### [WHAT THE EXERCISE ASKS]
Swap each "tugboat" in the lines below for "towboat" and write the lines out again with nothing else changed.

+++ PROVIDED MATERIAL +++

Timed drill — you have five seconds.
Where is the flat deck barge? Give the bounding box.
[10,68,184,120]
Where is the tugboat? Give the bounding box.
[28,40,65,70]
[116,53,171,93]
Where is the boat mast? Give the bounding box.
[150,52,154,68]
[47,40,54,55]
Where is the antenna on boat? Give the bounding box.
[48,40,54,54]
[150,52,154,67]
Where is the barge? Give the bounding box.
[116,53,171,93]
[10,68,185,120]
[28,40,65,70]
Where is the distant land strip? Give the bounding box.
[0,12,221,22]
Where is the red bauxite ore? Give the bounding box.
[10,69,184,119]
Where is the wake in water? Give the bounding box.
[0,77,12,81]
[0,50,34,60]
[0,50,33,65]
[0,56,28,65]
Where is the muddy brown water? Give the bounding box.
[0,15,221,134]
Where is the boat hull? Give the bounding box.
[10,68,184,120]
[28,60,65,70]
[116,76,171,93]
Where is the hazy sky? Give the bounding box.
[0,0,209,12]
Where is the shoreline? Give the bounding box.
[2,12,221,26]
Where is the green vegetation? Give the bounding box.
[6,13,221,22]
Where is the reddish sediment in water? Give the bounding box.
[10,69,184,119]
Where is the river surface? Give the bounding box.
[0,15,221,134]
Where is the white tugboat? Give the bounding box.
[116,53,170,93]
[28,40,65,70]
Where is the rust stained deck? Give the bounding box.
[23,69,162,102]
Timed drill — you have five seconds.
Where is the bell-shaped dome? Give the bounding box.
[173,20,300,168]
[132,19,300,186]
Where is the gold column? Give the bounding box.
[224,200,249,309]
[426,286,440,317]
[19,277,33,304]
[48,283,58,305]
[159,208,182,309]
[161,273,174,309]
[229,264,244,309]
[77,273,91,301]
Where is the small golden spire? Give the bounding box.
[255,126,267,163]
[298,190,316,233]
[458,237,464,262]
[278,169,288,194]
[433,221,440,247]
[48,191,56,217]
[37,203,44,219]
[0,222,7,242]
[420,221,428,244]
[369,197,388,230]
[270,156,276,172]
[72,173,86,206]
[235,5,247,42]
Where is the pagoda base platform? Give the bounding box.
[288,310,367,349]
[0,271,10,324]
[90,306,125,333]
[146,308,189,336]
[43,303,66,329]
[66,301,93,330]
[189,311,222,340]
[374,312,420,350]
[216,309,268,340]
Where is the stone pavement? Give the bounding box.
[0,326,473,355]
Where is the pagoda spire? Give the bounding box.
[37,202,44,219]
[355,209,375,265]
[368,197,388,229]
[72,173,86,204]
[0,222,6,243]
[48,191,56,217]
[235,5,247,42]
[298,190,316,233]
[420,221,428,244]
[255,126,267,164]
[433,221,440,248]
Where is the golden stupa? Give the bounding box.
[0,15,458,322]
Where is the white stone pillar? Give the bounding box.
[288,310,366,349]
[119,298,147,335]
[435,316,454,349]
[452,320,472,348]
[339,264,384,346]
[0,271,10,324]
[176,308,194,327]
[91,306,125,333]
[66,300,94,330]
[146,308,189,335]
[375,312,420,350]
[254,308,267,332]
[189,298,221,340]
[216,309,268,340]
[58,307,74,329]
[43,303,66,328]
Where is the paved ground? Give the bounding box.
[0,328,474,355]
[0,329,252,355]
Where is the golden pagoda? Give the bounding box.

+++

### [CORRECT RESPONSE]
Timed drill — you have five seconds.
Where is the flat deck barge? Give the bounding box.
[10,68,184,120]
Where is the towboat? Give the bounding box.
[28,40,65,70]
[116,53,171,93]
Where is the boat mast? Give the bounding box.
[150,52,154,68]
[47,40,54,55]
Where is the antenna on boat? Give the bounding box.
[48,40,54,54]
[150,52,154,67]
Where is the barge? Give the bounding box.
[116,53,171,93]
[10,68,185,120]
[28,40,65,70]
Where is the distant land strip? Give the bounding box.
[0,12,221,22]
Where is the red bauxite ore? Give the bounding box.
[10,69,184,119]
Where is the wake in water? Give the bounding box.
[0,77,12,81]
[0,50,34,60]
[0,50,33,65]
[0,56,28,65]
Where is the muddy brown water? Give the bounding box.
[0,15,221,134]
Where is the boat hull? Give the bounding box.
[10,68,184,120]
[28,60,65,70]
[116,76,171,93]
Where is the hazy sky? Give the bounding box.
[0,0,209,12]
Where is the shoreline? Give the bounding box.
[2,12,221,26]
Where is the green vegetation? Give the bounding box.
[6,13,221,22]
Where is the reddish sediment in water? Give the bounding box.
[10,69,184,119]
Where is the river surface? Give the bounding box.
[0,15,221,134]
Where is the white towboat? Give the bounding box.
[116,53,170,93]
[28,40,65,70]
Where is the rust stained deck? Give the bounding box.
[23,69,162,102]
Timed drill — you have five seconds.
Where is the bell-shaped dome? Give the bounding box.
[173,20,300,168]
[132,19,300,186]
Where is the gold column? Give the bounding box.
[224,200,249,309]
[426,286,440,317]
[19,277,33,304]
[48,283,58,305]
[159,208,182,309]
[161,273,174,309]
[229,264,244,309]
[77,273,91,301]
Where is the small golden spire? Give the bounding box.
[255,126,267,163]
[298,190,316,233]
[458,237,464,262]
[278,169,288,194]
[433,221,440,247]
[48,191,56,217]
[37,203,44,219]
[0,222,7,242]
[420,221,428,244]
[369,197,388,230]
[270,156,276,172]
[72,173,86,206]
[235,5,247,42]
Where is the pagoda base platform? Give the bounding box.
[288,310,367,349]
[0,271,10,324]
[90,306,125,333]
[146,308,189,336]
[43,303,66,329]
[66,301,93,330]
[189,311,222,340]
[374,312,420,350]
[216,309,268,340]
Where is the stone pavement? Give the bounding box.
[0,326,473,355]
Where is the pagoda spire? Give the bounding box.
[37,202,44,219]
[355,209,375,265]
[368,197,388,229]
[72,173,86,204]
[0,222,6,243]
[48,191,56,217]
[235,5,247,42]
[298,190,316,233]
[420,221,428,244]
[255,126,267,164]
[433,221,440,248]
Where is the golden stupa? Give the bounding box.
[0,15,458,322]
Where is the white stone pillar? Give the bounding box.
[288,310,366,349]
[119,298,147,335]
[435,316,454,349]
[452,320,472,348]
[339,264,384,346]
[0,271,10,324]
[176,308,194,327]
[91,306,125,333]
[66,300,94,330]
[146,308,189,335]
[375,312,420,350]
[254,308,267,332]
[189,298,221,340]
[216,309,268,340]
[58,307,74,329]
[43,303,66,328]
Where is the paved ground? Give the bounding box.
[0,328,474,355]
[0,329,252,355]
Where is the golden pagoda? Give the bounding box.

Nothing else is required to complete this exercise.